Collected data:
[Start of Attachment]
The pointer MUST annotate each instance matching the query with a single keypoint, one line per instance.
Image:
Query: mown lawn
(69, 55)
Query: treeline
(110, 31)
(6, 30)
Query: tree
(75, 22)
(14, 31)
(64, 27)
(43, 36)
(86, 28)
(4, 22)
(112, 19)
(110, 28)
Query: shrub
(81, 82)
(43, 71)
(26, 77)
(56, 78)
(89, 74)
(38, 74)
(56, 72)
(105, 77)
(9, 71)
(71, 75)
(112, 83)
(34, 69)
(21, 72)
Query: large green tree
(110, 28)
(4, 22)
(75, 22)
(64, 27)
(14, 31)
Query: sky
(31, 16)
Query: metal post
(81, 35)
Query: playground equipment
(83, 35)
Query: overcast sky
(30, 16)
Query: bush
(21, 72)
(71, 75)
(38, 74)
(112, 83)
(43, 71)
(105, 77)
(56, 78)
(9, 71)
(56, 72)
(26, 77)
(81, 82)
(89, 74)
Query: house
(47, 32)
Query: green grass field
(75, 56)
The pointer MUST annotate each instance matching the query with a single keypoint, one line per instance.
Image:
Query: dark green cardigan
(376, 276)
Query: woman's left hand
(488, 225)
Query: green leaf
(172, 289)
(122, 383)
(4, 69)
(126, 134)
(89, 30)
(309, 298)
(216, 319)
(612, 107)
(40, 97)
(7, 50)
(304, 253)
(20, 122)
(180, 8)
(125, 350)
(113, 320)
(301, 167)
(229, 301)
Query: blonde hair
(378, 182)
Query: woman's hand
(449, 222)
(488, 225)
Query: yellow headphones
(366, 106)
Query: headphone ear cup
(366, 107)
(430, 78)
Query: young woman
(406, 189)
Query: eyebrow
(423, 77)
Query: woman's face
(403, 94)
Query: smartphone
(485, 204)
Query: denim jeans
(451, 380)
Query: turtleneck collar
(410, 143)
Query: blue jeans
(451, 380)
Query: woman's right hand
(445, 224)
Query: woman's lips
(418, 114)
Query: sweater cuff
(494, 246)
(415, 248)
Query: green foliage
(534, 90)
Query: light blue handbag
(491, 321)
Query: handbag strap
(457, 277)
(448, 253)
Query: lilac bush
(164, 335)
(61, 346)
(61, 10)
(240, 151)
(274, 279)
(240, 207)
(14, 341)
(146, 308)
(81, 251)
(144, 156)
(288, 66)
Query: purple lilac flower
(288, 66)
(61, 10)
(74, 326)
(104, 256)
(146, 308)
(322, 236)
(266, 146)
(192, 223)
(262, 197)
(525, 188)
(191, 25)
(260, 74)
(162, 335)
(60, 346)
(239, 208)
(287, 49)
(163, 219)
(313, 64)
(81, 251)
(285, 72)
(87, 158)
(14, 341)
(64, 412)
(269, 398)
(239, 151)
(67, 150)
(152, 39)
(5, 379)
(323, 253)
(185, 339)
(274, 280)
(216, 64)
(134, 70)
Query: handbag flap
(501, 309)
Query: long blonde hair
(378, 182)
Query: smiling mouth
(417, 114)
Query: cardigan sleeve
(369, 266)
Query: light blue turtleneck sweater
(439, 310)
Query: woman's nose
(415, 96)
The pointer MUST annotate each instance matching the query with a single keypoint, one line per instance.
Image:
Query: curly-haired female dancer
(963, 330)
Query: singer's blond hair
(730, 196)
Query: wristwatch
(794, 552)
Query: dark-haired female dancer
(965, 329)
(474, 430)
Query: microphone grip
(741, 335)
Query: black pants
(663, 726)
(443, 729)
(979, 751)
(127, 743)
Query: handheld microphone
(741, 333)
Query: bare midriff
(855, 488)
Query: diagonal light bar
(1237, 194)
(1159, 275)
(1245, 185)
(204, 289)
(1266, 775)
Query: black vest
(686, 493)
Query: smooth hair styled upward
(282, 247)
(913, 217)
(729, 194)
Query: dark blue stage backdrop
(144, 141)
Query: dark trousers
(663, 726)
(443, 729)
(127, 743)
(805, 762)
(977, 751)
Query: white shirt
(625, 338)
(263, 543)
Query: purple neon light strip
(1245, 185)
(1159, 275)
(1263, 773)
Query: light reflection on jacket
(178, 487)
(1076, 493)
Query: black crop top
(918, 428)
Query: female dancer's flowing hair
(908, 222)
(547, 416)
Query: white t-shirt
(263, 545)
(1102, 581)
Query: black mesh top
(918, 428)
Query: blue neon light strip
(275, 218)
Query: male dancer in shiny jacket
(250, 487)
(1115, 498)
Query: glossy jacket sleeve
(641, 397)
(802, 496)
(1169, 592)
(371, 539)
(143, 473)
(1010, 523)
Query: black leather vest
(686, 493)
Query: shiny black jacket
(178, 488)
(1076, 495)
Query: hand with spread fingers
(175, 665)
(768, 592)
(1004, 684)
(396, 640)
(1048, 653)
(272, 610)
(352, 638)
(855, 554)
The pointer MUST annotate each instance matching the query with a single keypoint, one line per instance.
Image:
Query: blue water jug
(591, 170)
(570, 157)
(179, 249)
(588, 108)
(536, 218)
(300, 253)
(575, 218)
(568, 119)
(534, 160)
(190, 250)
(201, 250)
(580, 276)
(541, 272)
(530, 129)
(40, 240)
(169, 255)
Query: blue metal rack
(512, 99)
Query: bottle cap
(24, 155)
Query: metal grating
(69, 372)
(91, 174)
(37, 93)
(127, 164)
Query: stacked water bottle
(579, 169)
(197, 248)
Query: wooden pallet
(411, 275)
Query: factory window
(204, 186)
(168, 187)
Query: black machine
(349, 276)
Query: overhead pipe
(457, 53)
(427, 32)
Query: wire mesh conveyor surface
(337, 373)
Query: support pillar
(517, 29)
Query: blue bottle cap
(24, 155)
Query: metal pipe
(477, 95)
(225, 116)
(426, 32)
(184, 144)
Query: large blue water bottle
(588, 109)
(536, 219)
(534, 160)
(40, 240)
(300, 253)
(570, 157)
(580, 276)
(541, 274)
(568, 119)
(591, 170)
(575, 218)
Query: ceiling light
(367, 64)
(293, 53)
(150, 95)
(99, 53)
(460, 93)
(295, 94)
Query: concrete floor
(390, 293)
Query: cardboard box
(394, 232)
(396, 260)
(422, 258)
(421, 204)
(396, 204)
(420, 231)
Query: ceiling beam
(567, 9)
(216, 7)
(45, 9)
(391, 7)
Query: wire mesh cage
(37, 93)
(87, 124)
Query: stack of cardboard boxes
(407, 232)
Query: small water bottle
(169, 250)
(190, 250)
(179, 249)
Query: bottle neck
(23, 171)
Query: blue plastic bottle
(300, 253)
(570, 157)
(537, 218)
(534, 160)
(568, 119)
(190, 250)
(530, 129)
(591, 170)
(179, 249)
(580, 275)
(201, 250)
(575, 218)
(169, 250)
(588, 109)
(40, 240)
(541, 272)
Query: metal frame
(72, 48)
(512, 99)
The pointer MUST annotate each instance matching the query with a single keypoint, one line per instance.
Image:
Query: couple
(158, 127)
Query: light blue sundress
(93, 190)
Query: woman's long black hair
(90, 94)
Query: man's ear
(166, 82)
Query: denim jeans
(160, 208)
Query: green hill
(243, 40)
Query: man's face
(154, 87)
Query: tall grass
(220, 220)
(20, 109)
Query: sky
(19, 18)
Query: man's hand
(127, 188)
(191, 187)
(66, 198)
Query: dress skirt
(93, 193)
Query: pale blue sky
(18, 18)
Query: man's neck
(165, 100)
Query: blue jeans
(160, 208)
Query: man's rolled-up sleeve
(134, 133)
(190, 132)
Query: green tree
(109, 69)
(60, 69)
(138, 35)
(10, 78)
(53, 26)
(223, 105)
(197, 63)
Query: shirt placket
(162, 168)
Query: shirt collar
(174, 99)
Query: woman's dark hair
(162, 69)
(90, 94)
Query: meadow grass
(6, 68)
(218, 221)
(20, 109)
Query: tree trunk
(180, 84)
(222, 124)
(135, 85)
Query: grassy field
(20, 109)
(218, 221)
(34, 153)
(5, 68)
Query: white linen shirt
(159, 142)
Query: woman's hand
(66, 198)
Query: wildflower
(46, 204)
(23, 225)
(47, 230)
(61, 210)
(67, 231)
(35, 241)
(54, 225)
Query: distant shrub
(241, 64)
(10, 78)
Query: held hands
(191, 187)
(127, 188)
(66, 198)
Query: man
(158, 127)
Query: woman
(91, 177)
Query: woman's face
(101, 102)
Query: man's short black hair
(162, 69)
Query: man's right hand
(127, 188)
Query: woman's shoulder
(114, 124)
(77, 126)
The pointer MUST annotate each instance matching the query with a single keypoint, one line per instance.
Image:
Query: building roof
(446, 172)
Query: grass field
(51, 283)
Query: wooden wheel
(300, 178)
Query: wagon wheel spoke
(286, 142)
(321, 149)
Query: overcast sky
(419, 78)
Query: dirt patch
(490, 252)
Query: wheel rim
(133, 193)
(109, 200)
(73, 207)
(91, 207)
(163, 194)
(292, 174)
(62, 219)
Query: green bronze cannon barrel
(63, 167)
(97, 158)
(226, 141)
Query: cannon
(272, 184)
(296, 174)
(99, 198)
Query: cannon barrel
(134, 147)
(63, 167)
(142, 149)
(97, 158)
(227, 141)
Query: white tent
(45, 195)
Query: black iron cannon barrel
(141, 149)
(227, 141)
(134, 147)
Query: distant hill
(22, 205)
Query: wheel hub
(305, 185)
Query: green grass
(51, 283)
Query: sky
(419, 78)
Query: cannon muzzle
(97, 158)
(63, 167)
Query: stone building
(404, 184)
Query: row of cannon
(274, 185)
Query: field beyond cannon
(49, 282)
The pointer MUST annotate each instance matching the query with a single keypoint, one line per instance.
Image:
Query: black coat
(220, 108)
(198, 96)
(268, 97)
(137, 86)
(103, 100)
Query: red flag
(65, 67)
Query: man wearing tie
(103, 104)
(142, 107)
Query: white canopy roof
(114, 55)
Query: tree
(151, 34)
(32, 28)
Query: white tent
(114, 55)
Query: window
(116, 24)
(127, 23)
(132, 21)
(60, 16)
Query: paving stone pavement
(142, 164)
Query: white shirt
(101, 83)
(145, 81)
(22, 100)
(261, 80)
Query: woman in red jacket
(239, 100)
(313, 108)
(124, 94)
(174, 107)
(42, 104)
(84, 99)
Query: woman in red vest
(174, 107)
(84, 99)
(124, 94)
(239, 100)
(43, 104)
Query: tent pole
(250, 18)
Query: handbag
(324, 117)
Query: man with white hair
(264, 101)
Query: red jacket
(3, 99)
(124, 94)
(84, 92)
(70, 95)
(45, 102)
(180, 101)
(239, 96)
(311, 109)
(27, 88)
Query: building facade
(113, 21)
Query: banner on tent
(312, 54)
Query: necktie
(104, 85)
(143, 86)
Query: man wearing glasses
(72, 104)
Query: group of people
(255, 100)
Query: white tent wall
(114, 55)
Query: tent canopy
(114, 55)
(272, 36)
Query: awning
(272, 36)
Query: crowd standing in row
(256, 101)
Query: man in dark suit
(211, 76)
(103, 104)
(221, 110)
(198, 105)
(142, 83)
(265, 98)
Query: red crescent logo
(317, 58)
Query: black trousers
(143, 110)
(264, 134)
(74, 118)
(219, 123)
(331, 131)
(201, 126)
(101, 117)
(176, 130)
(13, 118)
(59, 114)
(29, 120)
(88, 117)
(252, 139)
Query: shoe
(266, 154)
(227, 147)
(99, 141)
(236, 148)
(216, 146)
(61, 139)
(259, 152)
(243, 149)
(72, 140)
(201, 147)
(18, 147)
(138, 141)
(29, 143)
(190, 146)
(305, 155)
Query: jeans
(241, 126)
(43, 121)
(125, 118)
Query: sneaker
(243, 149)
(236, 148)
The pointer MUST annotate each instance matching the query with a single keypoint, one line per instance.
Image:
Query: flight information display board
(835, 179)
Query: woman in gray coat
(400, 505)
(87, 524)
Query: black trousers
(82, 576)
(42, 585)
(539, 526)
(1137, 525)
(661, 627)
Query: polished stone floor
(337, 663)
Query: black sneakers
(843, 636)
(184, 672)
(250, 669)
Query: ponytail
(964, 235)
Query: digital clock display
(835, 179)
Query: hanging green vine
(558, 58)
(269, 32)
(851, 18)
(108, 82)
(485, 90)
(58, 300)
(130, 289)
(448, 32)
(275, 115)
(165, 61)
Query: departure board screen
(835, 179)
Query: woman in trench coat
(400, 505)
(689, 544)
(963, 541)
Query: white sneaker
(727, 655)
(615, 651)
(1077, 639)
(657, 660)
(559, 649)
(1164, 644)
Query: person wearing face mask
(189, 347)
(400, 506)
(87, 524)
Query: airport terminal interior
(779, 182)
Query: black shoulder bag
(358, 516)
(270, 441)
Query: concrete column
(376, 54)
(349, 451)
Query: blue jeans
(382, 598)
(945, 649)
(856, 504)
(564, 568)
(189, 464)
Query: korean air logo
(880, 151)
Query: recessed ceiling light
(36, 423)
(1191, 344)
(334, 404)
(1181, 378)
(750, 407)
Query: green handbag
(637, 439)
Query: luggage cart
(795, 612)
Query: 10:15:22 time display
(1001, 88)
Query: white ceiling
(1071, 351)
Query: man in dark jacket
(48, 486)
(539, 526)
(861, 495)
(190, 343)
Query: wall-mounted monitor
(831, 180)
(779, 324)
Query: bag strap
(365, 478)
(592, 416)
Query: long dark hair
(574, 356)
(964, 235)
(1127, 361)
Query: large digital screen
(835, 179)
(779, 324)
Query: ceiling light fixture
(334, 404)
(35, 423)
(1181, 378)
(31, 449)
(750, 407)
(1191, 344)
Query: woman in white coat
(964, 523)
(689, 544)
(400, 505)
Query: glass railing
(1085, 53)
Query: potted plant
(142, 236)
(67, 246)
[End of Attachment]
Instructions for the task: Only the lines from the line with "Query: jeans" to the final line of the entries are to be returned, each exactly as written, both ends included.

Solution to this task:
Query: jeans
(241, 126)
(43, 121)
(125, 118)
Query: sneaker
(243, 149)
(236, 148)
The pointer MUST annotate each instance matching the query with a single keypoint, one line per instance.
Image:
Query: flight information display board
(835, 179)
Query: woman in gray coat
(400, 505)
(87, 524)
Query: black trousers
(82, 576)
(42, 585)
(539, 526)
(1137, 525)
(661, 627)
Query: polished stone floor
(337, 663)
Query: black sneakers
(843, 636)
(184, 672)
(250, 669)
Query: ponytail
(964, 235)
Query: digital clock display
(835, 179)
Query: hanging green vine
(558, 58)
(269, 32)
(851, 18)
(108, 82)
(485, 90)
(58, 300)
(130, 289)
(448, 32)
(275, 115)
(165, 61)
Query: departure board screen
(835, 179)
Query: woman in trench coat
(400, 505)
(689, 544)
(963, 541)
Query: white sneaker
(727, 655)
(615, 651)
(1077, 639)
(657, 660)
(559, 649)
(1164, 644)
Query: person wearing face mask
(189, 347)
(400, 506)
(87, 524)
Query: airport terminal interior
(779, 182)
Query: black shoulder bag
(358, 516)
(270, 441)
Query: concrete column
(376, 54)
(349, 451)
Query: blue jeans
(382, 598)
(945, 649)
(856, 504)
(564, 568)
(189, 464)
Query: korean air logo
(880, 151)
Query: recessed ceiling light
(36, 423)
(1191, 344)
(334, 404)
(1181, 378)
(750, 407)
Query: green handbag
(637, 439)
Query: luggage cart
(795, 612)
Query: 10:15:22 time display
(1001, 88)
Query: white ceiling
(1071, 351)
Query: man in dark jacket
(48, 486)
(539, 526)
(861, 495)
(190, 343)
Query: wall-mounted monitor
(831, 180)
(779, 324)
Query: bag strap
(365, 478)
(592, 416)
Query: long dark hair
(574, 356)
(964, 235)
(1127, 361)
Query: large digital screen
(835, 179)
(779, 324)
Query: ceiling light fixture
(334, 404)
(35, 423)
(1181, 378)
(31, 449)
(750, 407)
(1191, 344)
Query: woman in white coat
(964, 523)
(689, 544)
(400, 505)
Query: glass railing
(1085, 53)
Query: potted plant
(142, 236)
(67, 246)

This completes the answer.